• _Wat wordt verwacht_: Verzamel uit de rijen hieronder elke rij waarin het woord "residential" voorkomt. Neem die rijen volledig over.

============================================================

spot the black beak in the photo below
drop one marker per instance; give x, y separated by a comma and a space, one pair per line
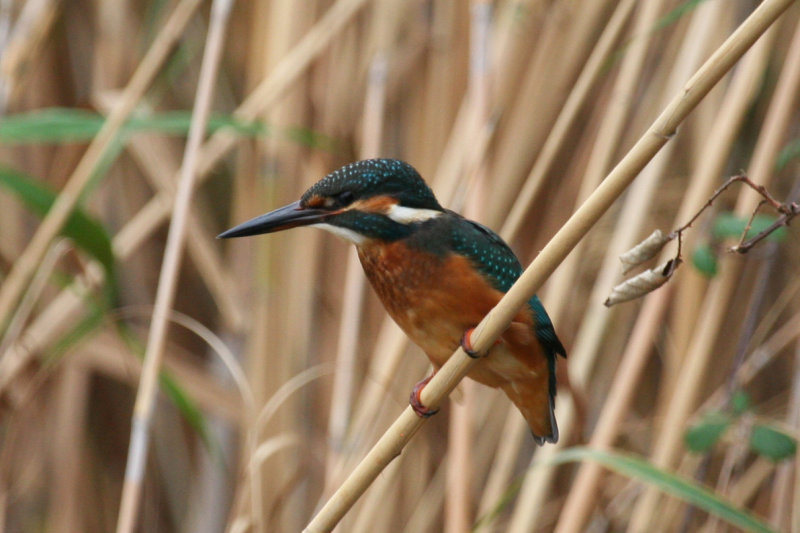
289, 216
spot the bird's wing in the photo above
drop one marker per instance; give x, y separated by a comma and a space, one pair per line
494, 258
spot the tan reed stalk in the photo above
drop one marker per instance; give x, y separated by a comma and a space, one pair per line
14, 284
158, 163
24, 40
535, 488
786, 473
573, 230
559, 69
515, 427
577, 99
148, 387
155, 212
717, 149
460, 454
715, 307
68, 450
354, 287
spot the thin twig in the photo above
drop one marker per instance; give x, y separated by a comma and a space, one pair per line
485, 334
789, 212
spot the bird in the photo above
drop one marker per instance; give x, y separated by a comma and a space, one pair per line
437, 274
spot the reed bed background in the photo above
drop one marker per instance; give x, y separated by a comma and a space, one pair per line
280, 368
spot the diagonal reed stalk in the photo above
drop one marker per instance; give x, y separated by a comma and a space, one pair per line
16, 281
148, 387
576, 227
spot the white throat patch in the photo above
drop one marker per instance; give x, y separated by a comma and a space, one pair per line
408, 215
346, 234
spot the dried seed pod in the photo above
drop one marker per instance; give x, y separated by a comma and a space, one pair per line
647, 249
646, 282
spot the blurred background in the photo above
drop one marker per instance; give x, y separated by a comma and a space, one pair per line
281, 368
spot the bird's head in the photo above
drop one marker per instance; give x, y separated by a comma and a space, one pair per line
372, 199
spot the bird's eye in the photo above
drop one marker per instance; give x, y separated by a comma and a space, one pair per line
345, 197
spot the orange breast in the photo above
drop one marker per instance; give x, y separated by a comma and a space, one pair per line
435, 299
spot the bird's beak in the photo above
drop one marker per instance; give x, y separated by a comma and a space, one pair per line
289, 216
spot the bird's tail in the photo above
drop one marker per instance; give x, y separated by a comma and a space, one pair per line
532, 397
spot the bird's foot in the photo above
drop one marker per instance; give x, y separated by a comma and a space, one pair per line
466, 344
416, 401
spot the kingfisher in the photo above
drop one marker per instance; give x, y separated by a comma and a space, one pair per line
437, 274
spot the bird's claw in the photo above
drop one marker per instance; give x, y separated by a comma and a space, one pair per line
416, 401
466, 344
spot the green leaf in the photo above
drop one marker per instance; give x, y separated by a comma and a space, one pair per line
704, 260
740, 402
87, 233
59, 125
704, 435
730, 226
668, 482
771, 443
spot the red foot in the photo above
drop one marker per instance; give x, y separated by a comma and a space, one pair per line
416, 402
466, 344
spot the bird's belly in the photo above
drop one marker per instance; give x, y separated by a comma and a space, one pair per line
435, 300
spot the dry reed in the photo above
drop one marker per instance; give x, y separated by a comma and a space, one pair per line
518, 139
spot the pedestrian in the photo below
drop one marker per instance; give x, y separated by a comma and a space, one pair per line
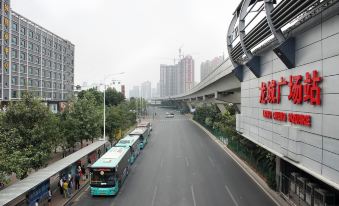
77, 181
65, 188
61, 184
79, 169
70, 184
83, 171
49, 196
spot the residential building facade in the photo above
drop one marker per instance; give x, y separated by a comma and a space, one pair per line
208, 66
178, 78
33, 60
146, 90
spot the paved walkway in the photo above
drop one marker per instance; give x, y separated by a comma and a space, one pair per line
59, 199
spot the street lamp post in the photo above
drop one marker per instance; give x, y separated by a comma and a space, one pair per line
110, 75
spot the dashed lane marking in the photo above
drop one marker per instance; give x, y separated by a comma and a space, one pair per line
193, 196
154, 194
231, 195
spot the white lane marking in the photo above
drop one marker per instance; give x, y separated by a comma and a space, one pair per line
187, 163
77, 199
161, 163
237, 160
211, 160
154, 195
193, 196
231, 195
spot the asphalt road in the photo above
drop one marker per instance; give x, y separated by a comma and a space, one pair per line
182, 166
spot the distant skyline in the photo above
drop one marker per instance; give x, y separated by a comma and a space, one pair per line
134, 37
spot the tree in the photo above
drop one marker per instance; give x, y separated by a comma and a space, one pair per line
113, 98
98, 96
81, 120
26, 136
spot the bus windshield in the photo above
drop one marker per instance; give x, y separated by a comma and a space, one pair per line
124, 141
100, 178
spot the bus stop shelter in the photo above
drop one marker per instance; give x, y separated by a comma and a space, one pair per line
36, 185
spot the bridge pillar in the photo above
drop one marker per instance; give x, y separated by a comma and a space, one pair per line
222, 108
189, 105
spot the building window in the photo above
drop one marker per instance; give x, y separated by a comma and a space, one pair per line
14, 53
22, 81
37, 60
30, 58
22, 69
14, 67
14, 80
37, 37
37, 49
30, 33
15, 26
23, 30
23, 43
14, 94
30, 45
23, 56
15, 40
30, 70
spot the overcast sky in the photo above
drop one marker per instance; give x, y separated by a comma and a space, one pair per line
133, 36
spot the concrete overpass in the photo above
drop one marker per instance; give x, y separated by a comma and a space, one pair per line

============================================================

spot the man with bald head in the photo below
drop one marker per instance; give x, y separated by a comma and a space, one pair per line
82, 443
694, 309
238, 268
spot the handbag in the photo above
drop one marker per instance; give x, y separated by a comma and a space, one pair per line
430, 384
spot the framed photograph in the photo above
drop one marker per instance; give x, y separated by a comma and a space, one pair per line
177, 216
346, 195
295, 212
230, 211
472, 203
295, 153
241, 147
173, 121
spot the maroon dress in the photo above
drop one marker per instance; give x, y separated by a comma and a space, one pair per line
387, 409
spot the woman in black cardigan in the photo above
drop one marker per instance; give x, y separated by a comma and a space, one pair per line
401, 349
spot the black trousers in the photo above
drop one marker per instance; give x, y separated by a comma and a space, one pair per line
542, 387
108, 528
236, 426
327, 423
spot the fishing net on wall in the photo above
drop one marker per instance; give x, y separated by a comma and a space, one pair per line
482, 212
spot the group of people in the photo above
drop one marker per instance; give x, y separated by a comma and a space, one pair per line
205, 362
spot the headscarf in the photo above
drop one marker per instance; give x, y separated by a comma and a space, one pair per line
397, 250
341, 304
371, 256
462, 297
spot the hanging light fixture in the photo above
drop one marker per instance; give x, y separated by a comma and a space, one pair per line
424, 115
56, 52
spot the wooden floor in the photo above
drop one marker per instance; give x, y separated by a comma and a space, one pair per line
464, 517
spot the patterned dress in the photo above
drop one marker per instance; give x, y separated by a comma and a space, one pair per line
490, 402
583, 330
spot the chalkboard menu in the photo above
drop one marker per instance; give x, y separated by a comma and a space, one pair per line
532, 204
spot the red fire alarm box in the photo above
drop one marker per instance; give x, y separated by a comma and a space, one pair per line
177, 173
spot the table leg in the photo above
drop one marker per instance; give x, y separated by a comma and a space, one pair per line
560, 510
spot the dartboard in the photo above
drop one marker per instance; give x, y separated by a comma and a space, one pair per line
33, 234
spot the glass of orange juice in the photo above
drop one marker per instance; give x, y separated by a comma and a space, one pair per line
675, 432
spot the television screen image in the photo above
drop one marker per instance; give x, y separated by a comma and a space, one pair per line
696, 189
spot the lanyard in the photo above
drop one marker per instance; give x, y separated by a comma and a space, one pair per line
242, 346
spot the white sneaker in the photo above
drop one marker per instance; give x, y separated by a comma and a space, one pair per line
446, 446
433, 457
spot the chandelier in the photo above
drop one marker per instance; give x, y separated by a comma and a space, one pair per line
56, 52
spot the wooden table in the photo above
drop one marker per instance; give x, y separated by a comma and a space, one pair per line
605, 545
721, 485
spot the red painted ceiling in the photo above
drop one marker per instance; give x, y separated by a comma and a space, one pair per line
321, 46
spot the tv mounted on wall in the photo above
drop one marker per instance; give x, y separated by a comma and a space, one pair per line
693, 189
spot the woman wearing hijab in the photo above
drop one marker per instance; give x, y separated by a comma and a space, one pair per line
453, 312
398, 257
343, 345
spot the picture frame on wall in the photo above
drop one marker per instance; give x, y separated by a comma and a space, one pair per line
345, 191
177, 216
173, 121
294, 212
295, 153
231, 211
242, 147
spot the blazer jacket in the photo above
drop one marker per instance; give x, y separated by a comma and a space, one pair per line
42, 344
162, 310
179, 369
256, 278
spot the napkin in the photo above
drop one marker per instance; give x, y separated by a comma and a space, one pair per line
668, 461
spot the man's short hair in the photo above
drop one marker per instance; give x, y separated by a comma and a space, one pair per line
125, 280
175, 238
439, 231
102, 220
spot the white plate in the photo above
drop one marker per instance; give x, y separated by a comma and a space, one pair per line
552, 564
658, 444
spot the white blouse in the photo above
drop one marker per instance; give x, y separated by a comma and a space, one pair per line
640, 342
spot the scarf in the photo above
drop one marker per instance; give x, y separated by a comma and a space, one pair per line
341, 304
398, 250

============================================================

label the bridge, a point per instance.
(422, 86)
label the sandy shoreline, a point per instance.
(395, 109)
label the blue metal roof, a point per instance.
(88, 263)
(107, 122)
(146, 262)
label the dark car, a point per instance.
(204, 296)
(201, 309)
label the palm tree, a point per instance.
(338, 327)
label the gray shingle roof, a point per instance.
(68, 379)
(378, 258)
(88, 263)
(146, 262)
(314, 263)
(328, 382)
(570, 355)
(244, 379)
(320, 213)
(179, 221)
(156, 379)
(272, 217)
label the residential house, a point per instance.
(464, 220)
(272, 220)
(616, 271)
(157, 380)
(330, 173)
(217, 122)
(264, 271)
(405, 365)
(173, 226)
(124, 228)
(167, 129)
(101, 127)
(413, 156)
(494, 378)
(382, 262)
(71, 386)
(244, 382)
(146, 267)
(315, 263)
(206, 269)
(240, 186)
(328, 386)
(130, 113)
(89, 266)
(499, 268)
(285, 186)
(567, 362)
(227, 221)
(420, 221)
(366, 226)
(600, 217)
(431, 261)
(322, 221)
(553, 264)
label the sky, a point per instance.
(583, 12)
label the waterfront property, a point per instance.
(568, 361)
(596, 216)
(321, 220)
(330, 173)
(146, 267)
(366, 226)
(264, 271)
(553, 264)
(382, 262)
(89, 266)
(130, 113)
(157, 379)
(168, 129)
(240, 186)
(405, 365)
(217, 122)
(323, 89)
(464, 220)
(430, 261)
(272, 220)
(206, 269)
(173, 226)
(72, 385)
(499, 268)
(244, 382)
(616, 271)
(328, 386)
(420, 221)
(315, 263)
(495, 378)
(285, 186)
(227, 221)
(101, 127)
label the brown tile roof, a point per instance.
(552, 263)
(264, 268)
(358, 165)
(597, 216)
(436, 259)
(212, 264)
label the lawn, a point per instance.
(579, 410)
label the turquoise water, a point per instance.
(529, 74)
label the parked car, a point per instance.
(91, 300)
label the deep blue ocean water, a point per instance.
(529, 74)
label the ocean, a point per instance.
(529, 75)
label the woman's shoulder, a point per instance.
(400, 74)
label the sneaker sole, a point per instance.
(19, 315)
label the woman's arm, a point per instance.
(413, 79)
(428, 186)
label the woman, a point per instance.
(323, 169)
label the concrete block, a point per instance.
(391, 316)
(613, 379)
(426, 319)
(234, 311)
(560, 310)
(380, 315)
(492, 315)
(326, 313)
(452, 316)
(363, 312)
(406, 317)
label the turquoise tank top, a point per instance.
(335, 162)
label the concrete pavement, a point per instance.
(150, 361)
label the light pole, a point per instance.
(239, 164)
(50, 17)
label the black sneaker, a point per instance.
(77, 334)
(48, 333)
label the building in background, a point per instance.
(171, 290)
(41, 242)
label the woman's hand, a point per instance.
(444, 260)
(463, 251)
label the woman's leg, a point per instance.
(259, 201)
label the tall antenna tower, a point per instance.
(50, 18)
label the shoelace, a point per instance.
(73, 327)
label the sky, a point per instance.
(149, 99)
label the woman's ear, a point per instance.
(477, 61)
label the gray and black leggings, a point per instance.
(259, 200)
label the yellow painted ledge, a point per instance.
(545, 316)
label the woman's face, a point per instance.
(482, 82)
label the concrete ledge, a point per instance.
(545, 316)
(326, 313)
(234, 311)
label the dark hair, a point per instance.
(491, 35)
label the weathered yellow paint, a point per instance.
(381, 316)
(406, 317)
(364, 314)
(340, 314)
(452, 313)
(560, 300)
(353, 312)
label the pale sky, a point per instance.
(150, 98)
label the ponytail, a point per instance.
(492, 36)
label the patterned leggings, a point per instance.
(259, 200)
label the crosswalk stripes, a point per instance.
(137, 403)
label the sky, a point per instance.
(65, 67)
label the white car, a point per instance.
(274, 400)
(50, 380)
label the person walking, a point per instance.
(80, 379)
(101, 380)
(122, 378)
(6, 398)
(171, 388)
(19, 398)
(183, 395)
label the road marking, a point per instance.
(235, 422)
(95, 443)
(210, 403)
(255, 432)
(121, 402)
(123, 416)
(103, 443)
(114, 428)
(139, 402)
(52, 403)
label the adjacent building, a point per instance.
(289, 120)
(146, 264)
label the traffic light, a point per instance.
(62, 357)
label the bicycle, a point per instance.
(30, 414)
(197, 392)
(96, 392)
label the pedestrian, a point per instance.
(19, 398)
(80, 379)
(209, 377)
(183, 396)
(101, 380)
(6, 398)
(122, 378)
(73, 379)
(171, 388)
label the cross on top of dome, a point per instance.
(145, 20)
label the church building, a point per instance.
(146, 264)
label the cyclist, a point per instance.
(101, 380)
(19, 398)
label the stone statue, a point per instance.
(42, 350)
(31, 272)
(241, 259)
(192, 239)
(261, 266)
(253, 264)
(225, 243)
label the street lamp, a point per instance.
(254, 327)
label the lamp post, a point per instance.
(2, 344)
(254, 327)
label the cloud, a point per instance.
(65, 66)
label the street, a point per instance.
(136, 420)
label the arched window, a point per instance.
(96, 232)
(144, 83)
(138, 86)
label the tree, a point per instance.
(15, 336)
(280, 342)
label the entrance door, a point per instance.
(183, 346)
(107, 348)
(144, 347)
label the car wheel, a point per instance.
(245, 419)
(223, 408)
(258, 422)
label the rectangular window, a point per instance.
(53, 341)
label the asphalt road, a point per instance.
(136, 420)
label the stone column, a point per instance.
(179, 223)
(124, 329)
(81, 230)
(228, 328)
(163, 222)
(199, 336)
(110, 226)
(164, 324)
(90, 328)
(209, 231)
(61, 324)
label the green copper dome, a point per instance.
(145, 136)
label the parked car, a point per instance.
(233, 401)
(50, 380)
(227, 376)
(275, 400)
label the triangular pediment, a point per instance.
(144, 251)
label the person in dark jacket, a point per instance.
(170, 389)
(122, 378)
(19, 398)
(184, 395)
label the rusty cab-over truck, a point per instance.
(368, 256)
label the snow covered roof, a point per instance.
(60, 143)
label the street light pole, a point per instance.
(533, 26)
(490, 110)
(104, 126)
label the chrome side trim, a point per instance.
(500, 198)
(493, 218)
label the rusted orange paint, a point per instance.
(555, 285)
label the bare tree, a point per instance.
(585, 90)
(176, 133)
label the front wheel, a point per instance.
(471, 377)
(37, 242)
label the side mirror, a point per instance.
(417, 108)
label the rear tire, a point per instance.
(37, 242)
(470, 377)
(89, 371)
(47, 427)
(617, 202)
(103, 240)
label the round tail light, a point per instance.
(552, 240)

============================================================

• _Resultaat_:
spot the residential building facade in the photo above
label the residential house, a point per instance.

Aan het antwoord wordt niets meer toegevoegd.